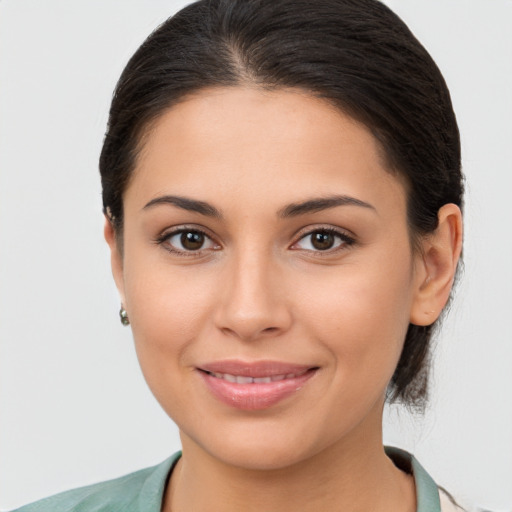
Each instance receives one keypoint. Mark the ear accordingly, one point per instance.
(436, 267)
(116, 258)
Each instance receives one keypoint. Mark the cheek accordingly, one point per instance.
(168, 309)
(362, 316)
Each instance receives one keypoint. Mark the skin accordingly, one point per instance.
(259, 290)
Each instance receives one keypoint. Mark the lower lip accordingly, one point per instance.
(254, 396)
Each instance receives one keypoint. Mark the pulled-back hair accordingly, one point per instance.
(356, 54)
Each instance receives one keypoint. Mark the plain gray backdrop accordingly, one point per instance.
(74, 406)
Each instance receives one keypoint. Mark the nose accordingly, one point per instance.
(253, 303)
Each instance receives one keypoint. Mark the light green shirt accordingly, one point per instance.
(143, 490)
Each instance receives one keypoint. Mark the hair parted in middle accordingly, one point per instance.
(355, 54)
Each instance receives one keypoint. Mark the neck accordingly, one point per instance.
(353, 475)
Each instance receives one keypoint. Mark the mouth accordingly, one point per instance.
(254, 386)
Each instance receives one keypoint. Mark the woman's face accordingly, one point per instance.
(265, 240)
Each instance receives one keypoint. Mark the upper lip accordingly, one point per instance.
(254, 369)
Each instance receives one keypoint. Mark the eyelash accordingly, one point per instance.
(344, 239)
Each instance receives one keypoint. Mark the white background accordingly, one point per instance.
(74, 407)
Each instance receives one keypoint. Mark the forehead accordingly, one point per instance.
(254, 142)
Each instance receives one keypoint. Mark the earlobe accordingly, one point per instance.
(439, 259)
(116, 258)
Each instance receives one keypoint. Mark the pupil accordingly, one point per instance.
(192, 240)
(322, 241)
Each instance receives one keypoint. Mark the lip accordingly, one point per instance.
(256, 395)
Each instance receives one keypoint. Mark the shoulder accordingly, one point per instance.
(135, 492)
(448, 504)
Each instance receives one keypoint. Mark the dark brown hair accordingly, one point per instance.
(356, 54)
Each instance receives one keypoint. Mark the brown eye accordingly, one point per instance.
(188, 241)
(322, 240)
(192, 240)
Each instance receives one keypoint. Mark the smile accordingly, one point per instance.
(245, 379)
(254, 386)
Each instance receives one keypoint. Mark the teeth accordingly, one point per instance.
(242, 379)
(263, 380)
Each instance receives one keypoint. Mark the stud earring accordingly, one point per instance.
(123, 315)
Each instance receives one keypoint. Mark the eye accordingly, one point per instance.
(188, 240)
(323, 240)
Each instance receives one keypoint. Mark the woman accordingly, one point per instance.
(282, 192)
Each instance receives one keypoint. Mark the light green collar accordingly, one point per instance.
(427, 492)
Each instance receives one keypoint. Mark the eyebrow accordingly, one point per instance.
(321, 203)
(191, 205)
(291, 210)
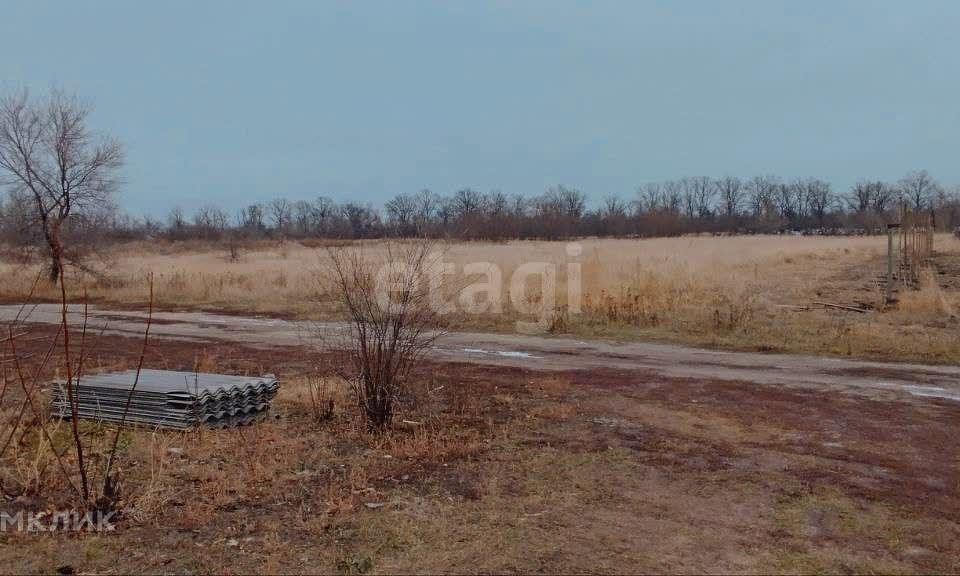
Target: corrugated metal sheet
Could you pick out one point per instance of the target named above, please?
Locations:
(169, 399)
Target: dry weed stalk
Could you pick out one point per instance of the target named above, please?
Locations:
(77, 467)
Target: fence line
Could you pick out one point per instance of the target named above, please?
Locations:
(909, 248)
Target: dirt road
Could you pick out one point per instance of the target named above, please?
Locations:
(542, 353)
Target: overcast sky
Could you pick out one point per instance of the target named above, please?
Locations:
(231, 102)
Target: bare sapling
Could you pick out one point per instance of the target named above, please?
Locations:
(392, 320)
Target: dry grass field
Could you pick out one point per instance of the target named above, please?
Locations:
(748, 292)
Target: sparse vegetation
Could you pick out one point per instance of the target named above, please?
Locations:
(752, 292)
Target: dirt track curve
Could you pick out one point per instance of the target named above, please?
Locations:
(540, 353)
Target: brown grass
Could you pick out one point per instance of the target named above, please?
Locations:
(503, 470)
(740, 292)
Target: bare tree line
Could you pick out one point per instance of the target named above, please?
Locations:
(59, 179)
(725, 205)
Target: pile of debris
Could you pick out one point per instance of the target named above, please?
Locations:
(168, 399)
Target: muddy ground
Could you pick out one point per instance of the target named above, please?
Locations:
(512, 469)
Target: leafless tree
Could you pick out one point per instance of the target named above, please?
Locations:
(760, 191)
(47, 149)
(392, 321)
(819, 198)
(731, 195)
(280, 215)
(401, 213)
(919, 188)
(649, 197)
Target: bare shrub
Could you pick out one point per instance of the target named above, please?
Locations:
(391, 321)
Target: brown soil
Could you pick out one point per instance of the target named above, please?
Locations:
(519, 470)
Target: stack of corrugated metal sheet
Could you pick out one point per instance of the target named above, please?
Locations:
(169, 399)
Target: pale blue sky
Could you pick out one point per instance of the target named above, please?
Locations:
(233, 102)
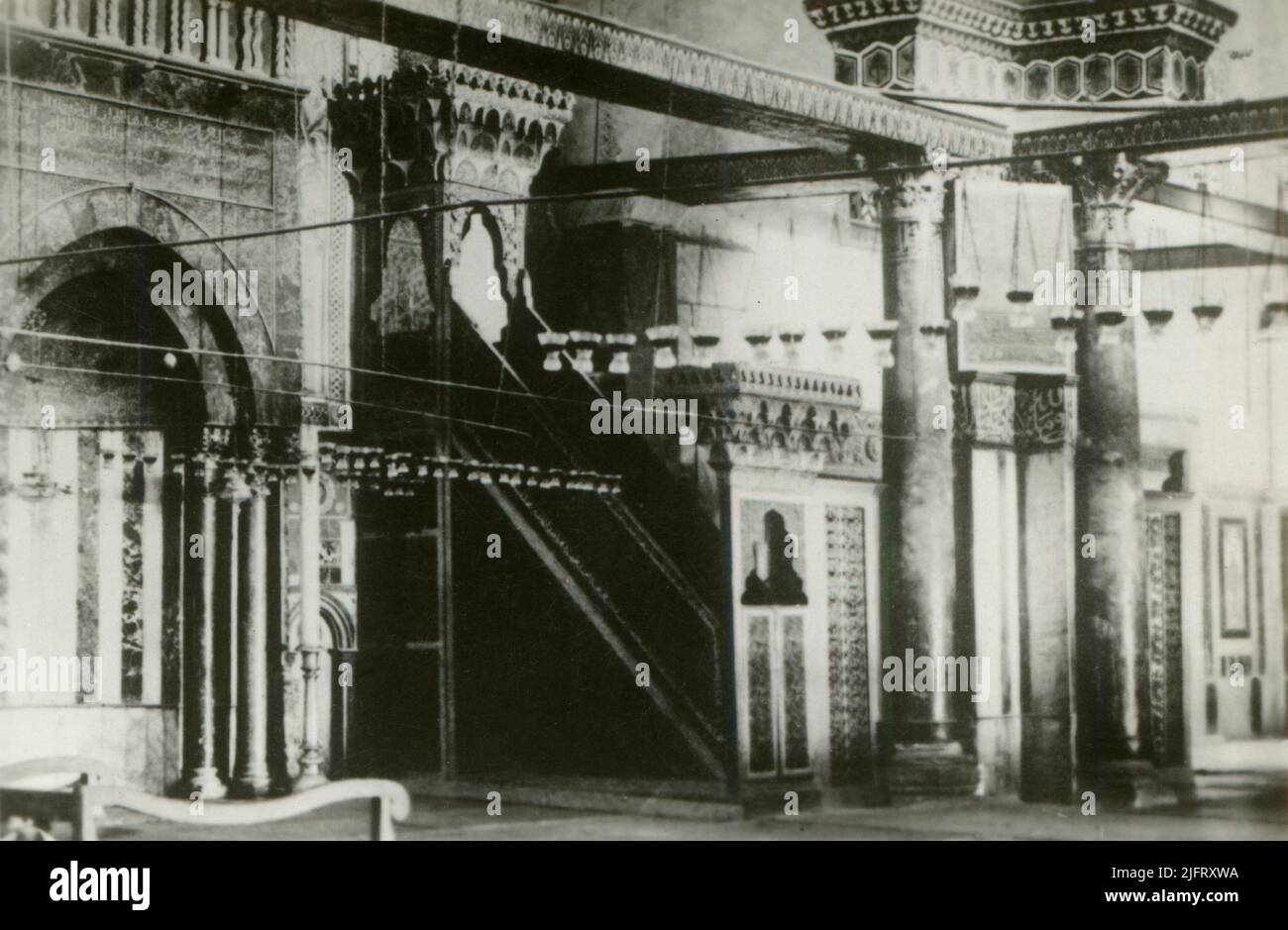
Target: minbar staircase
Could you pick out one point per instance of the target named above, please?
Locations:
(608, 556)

» **Assignment**
What lines in the listing above contain the word "dirt"? Show each one.

» **Solved problem**
Target: dirt road
Target: dirt track curve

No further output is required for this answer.